## WHAT IS ASKED
Rewrite each line of the records below as a Markdown table with two columns, Row and Line. Put a sequential number under Row and the line itself under Line, leaving out any blank lines.
::: STORED RECORDS :::
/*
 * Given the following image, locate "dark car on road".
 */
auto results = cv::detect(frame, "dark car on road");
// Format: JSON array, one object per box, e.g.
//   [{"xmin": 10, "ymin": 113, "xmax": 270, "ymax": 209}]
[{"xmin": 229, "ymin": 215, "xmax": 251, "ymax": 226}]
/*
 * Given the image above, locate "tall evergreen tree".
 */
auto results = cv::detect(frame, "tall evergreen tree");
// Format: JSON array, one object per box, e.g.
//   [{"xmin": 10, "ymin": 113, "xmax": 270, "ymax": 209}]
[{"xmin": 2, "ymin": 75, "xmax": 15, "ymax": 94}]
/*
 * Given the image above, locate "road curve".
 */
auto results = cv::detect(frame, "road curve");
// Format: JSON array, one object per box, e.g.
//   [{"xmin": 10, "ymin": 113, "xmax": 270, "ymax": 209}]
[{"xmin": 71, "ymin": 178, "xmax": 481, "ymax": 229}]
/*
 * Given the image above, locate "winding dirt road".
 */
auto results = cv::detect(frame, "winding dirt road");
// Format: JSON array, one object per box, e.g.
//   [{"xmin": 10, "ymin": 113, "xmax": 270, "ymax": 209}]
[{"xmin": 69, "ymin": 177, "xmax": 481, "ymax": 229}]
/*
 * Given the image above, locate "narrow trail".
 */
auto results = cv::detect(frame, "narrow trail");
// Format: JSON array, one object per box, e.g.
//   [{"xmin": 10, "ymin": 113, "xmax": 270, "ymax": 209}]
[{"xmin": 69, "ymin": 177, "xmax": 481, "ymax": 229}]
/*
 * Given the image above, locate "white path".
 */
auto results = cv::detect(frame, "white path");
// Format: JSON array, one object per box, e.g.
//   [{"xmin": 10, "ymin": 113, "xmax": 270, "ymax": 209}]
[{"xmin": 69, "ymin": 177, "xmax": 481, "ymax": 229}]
:::
## RIGHT ANSWER
| Row | Line |
|---|---|
| 1 | /* |
| 2 |  * Given the following image, locate "dark car on road". |
| 3 |  */ |
| 4 | auto results = cv::detect(frame, "dark car on road"); |
| 5 | // Format: JSON array, one object per box, e.g. |
| 6 | //   [{"xmin": 10, "ymin": 113, "xmax": 270, "ymax": 209}] |
| 7 | [{"xmin": 229, "ymin": 215, "xmax": 251, "ymax": 226}] |
| 8 | /* |
| 9 |  * Given the image above, locate "tall evergreen tree". |
| 10 |  */ |
| 11 | auto results = cv::detect(frame, "tall evergreen tree"); |
| 12 | // Format: JSON array, one object per box, e.g. |
| 13 | //   [{"xmin": 10, "ymin": 113, "xmax": 270, "ymax": 209}] |
| 14 | [{"xmin": 2, "ymin": 75, "xmax": 15, "ymax": 94}] |
| 15 | /* |
| 16 |  * Given the image above, locate "road curve". |
| 17 |  */ |
| 18 | auto results = cv::detect(frame, "road curve"); |
| 19 | // Format: JSON array, one object per box, e.g. |
| 20 | //   [{"xmin": 10, "ymin": 113, "xmax": 270, "ymax": 209}] |
| 21 | [{"xmin": 71, "ymin": 178, "xmax": 481, "ymax": 229}] |
| 22 | /* |
| 23 |  * Given the image above, locate "winding dirt road". |
| 24 |  */ |
| 25 | auto results = cv::detect(frame, "winding dirt road"); |
| 26 | // Format: JSON array, one object per box, e.g. |
| 27 | //   [{"xmin": 10, "ymin": 113, "xmax": 270, "ymax": 209}] |
| 28 | [{"xmin": 69, "ymin": 177, "xmax": 481, "ymax": 229}] |
| 29 | /* |
| 30 |  * Given the image above, locate "narrow trail". |
| 31 |  */ |
| 32 | auto results = cv::detect(frame, "narrow trail"); |
| 33 | // Format: JSON array, one object per box, e.g. |
| 34 | //   [{"xmin": 10, "ymin": 113, "xmax": 270, "ymax": 209}] |
| 35 | [{"xmin": 69, "ymin": 177, "xmax": 481, "ymax": 229}] |
| 36 | /* |
| 37 |  * Given the image above, locate "white path". |
| 38 |  */ |
| 39 | auto results = cv::detect(frame, "white path"); |
| 40 | // Format: JSON array, one object per box, e.g. |
| 41 | //   [{"xmin": 10, "ymin": 113, "xmax": 270, "ymax": 209}] |
| 42 | [{"xmin": 69, "ymin": 177, "xmax": 481, "ymax": 229}] |